_THINGS TO DO_.
1) Answer these questions from the mailing-list message about exec_path:
(a) What name appears in the From line?
(b) According to Andrew Morton, what do all threads within a process share?
(c) What decides which executable is the one associated with the running task?
2) Carry on the mailing-list message about exec_path from its last line.

_GIVEN TEXT_.
•••••

From: Matt Helsley <matthltc@us.ibm.com>
To: Alexey Dobriyan <adobriyan@gmail.com>
Cc: Andrew Morton <akpm@linux-foundation.org>,
Matt Helsley <matthltc@us.ibm.com>,
xemul@parallels.com, containers@lists.linux-foundation.org,
linux-kernel@vger.kernel.org, dave@linux.vnet.ibm.com,
mingo@elte.hu, torvalds@linux-foundation.org,
linux-fsdevel@vger.kernel.org, Al Viro <viro@zeniv.linux.org.uk>
Subject: Re: [PATCH 1/9] exec_path 1/9: introduce ->exec_path and switch /proc/*/exe
Date: Thu, 4 Jun 2009 00:55:32 -0700 [thread overview]
Message-ID: <20090604075532.GU9285@us.ibm.com> (raw)
In-Reply-To: <20090603230422.GB853@x200.localdomain>
On Thu, Jun 04, 2009 at 03:04:22AM +0400, Alexey Dobriyan wrote:
> On Sun, May 31, 2009 at 03:19:53PM -0700, Andrew Morton wrote:
> > On Mon, 1 Jun 2009 01:54:27 +0400 Alexey Dobriyan <adobriyan@gmail.com> wrote:
> >
> > > And BTW, there is something unnatural when executable path is attached
> > > to mm_struct(!) not task_struct,
> >
> > mm_struct is the central object for a heavyweight process. All threads
> > within that process share the same executable path (don't they?) so
> > attaching the executable path to the mm seems OK to me.
>
> OK, let's try this:
>
>
> [PATCH 1/9] exec_path 1/9: introduce ->exec_path and switch /proc/*/exe
>
> ->exec_path marks executable which is associated with running task.
> Binfmt loader decides which executable is such and can, in theory,
> assign anything. Unlike current status quo when first VM_EXECUTABLE mapping is
> sort of marks running executable.

•••••

_GIVEN MATERIAL_.
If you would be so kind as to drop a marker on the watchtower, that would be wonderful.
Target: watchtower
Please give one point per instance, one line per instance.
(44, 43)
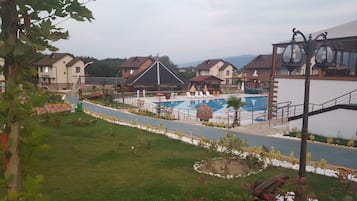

•••••

_WRITTEN RESPONSES_.
1)
(a) Matt Helsley
(b) The same executable path
(c) The binfmt loader

2)
>
> If executable unmaps its all VM_EXECUTABLE mappings, /proc/*/exe ceases
> to exists, ick! And userpsace can't even use MAP_EXECUTABLE.
Suprising but intentional and unavoidable. More below..
>
> Tasks which aren't created by running clone(2) and execve(2)
> (read: kernel threads) get empty ->exec_path and
>
> ->exec_path is copied on clone(2) and put at do_exit() time.
Doesn't this pin the vfs mount of the executable for the lifetime of
the task?
That was one of Al Viro's objections to early revisions of the exe_file
patches. It's the reason the exe_file patches kept track of the number of
VM_EXECUTABLE mappings with num_exe_file_vmas.
I've cc'd Al so he can confirm/deny my recollection of this. Basically
some programs need to be able to umount the filesystem that back their
executables. Being able to unmap these regions was effectively a
userspace API for unpinning these mounts. I needed to preserve that API,
hence the VMA ugliness of exe_file that you object to with the exe_file
patches.
I think patches 2-7 look great and could be adapted to use exe_file instead
of ->exec_path.
Cheers,
-Matt Helsley
>
> ->exec_path is going to replace struct mm_struct::exe_file et al
> and allows to remove VM_EXECUTABLE flag while keeping readlink("/proc/*/exe")
> without loop over all VMAs.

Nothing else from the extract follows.